→ **TEKS YANG DIBERIKAN**:
########################################

Texts
Partisipasi Politik Perempuan Pada Pemilihan Kepala Daerah Tahun 2018 Dan Pemilihan Legislatif Tahun 2019 Di Kabupaten Bojonegoro
Latar belakang penelitian ini adalah adanya kesenjangan gender di
kehidupan publik maupun politik merupakan sebuah tantangan global yang terus
dihadapi oleh masyarakat pada abad ke-21. Di level internasional maupun
nasional telah membuat berbagai konvensi kebijakan, misalnya: Convention on
Political Rights for Women dan Convention on the Elimination of all Forms of
Discrimination Against Women (CEDAW), Beijing Declaration and Platform for
Action, serta di Indonesia sendiri dibuatlah Kebijakan Afirmatif (Affirmative Action).

########################################

→ **TUJUAN TUGAS 1**:
Jawablah pertanyaan berikut berdasarkan teks tentang partisipasi politik perempuan di atas.
(a) Di kabupaten manakah partisipasi politik perempuan yang disebut dalam judul teks diteliti?
(b) Pada abad ke berapa kesenjangan gender disebut sebagai tantangan global yang terus dihadapi masyarakat?
(c) Kebijakan apa yang dibuat di Indonesia sendiri?

########################################

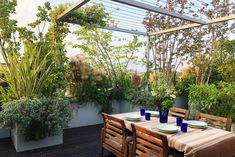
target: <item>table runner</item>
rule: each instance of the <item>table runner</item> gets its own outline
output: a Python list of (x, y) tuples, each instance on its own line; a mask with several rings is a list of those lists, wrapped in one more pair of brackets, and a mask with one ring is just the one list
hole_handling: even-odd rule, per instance
[[(138, 114), (139, 112), (130, 112), (130, 113), (122, 113), (122, 114), (114, 114), (112, 116), (125, 120), (125, 117), (128, 114)], [(176, 125), (175, 117), (168, 117), (168, 124)], [(151, 117), (150, 121), (146, 121), (144, 117), (141, 118), (139, 122), (131, 122), (125, 120), (125, 125), (128, 130), (131, 131), (131, 124), (142, 126), (151, 131), (156, 131), (161, 133), (156, 128), (157, 124), (159, 124), (159, 118)], [(180, 130), (180, 127), (179, 127)], [(232, 132), (228, 132), (225, 130), (208, 127), (207, 129), (196, 129), (188, 127), (188, 132), (183, 133), (179, 131), (175, 134), (166, 134), (161, 133), (167, 136), (169, 147), (178, 150), (179, 152), (184, 152), (185, 157), (192, 156), (195, 152), (198, 152), (202, 149), (206, 149), (210, 146), (213, 146), (217, 143), (223, 142), (226, 139), (233, 138), (235, 139), (235, 134)], [(233, 142), (233, 141), (232, 141)], [(235, 144), (235, 141), (234, 141)], [(222, 150), (221, 150), (222, 151)], [(234, 156), (235, 156), (235, 145), (234, 145)]]

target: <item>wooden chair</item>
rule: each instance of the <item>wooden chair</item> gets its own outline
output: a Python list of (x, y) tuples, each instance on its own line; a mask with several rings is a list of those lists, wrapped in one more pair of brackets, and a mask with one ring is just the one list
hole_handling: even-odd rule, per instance
[(165, 135), (152, 132), (143, 127), (132, 124), (133, 157), (168, 157), (169, 148)]
[(103, 113), (104, 127), (101, 132), (101, 157), (104, 149), (117, 157), (127, 157), (128, 142), (124, 120)]
[(226, 131), (231, 131), (231, 126), (232, 126), (231, 117), (225, 118), (225, 117), (219, 117), (219, 116), (197, 112), (195, 119), (207, 122), (211, 126), (222, 128)]
[(175, 117), (182, 117), (185, 120), (188, 119), (189, 117), (189, 110), (183, 109), (183, 108), (178, 108), (178, 107), (172, 107), (170, 109), (170, 114)]

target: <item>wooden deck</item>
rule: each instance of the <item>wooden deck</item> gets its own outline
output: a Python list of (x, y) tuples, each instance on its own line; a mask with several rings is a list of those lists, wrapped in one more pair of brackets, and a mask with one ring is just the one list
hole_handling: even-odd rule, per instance
[(102, 125), (64, 130), (64, 144), (16, 153), (10, 138), (0, 139), (0, 157), (99, 157)]

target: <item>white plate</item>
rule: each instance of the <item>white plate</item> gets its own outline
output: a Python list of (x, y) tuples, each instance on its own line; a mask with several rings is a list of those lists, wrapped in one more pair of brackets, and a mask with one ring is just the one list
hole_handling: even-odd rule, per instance
[(157, 129), (160, 132), (164, 133), (176, 133), (178, 132), (178, 127), (174, 125), (169, 125), (169, 124), (158, 124)]
[(206, 128), (208, 126), (207, 123), (197, 120), (189, 120), (186, 123), (188, 123), (188, 125), (193, 128)]
[(152, 117), (159, 117), (159, 111), (145, 111), (145, 113), (151, 113)]
[(141, 116), (136, 115), (136, 114), (130, 114), (130, 115), (127, 115), (125, 118), (126, 120), (130, 120), (130, 121), (139, 121), (141, 119)]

########################################

→ **TUJUAN TUGAS 2**:
Pilih semua baris data di atas yang memuat kata "runner", lalu salin baris-baris tersebut.

→ **KELUARAN LENGKAP 1**:
(a) Kabupaten Bojonegoro.
(b) Abad ke-21.
(c) Kebijakan Afirmatif (Affirmative Action).

→ **KELUARAN LENGKAP 2**:
target: <item>table runner</item>
rule: each instance of the <item>table runner</item> gets its own outline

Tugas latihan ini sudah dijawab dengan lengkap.